Write the records out again, precisely as they stand.

+++ DATA FOR PROCESSING +++

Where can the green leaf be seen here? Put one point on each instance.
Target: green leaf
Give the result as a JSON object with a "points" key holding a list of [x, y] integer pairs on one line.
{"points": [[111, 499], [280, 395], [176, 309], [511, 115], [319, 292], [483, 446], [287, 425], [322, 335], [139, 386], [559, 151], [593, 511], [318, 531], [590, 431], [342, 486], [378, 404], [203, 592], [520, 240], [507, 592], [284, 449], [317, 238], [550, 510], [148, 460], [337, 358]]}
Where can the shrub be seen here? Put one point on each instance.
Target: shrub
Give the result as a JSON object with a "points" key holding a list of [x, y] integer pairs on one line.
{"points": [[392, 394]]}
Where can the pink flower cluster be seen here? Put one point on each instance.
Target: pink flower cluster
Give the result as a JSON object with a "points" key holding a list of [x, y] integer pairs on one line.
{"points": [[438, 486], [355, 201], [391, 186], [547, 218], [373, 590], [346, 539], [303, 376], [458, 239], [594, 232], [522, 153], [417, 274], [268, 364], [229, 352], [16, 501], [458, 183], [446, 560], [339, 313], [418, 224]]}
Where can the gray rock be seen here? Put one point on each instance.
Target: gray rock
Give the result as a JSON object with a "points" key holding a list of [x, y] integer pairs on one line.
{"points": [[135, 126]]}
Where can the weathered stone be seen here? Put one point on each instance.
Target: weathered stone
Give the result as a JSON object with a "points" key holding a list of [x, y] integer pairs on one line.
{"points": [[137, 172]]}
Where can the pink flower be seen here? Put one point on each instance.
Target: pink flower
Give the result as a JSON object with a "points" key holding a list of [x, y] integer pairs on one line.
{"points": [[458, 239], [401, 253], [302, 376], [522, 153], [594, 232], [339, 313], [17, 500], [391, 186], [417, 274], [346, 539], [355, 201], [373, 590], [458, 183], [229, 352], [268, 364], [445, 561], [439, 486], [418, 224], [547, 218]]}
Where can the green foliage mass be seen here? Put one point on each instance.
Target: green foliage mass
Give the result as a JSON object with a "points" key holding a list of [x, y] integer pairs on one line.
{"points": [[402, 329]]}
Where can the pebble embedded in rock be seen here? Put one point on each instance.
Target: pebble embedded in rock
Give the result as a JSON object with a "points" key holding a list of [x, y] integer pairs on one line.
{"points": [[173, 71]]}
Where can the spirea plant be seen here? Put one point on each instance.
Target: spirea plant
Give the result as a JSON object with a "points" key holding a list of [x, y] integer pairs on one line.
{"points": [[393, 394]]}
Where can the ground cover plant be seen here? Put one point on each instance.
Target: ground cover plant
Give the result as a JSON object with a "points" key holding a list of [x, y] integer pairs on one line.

+++

## ANSWER
Where can the green leaf be seen here? Put one point on each instance.
Target: green leaf
Give the result as a JSON object with a "points" key holding a list of [x, y] integer pairs on one line.
{"points": [[111, 499], [280, 395], [176, 309], [511, 115], [319, 292], [483, 446], [287, 425], [322, 335], [139, 386], [559, 151], [593, 511], [318, 531], [590, 431], [342, 486], [378, 404], [203, 592], [520, 240], [507, 592], [284, 449], [317, 238], [550, 510], [148, 460], [337, 358]]}
Where can the shrub be seen here? Put one point on each instance.
Target: shrub
Give the result as a JSON object with a "points" key holding a list of [x, y] integer pairs on one line.
{"points": [[392, 394]]}
Where can the pink flower cluster be seen here? Put one point on each instance.
Target: pink flower cluster
Give the result as a JSON object with a "points" key holding a list of [x, y] integer pairs on one line.
{"points": [[438, 486], [355, 201], [391, 186], [547, 218], [373, 590], [346, 539], [303, 376], [458, 239], [594, 232], [522, 153], [417, 274], [268, 364], [229, 352], [16, 501], [458, 183], [446, 560], [339, 313], [418, 224]]}
Where can the gray rock be seen here? Put one point on each instance.
Target: gray rock
Give the result as a JSON object with a "points" key holding a list of [x, y] integer pairs on one line.
{"points": [[135, 126]]}
Where can the weathered stone be seen here? Put one point on each instance.
Target: weathered stone
Give the result as a JSON object with a "points" key holding a list of [x, y] integer pairs on one line.
{"points": [[137, 172]]}
Where can the pink flower be seen here? Put one point on each instance.
Target: pink flower
Give the result as a JSON object with a "points" key holding a list of [x, y] integer pairs on one line.
{"points": [[458, 239], [401, 253], [302, 376], [522, 153], [594, 232], [339, 313], [17, 500], [391, 186], [417, 274], [346, 539], [355, 201], [373, 590], [458, 183], [229, 352], [268, 364], [445, 561], [439, 486], [418, 224], [547, 218]]}
Where can the green foliage mass be seen here? Put one point on each instance.
Target: green foliage mass
Give the result as a JSON object with a "points" key holding a list of [x, y] integer pairs on one line.
{"points": [[402, 329]]}
Where can the pebble embedded in rock be seen here? Put one point on each instance.
Target: pebble embedded in rock
Give the result as a JSON object with a "points" key holding a list of [x, y] integer pairs on one line.
{"points": [[173, 71]]}
Where can the spirea plant be seen here? Put one point on each instance.
Target: spirea plant
Give the result as a JSON object with a "points" key holding a list of [x, y] integer pairs on one line.
{"points": [[393, 394]]}
Where can the ground cover plant be seen here? Put one point on each instance.
Target: ground cover plant
Give the result as a JSON object with a "points" key holding a list of [x, y] integer pairs on one line.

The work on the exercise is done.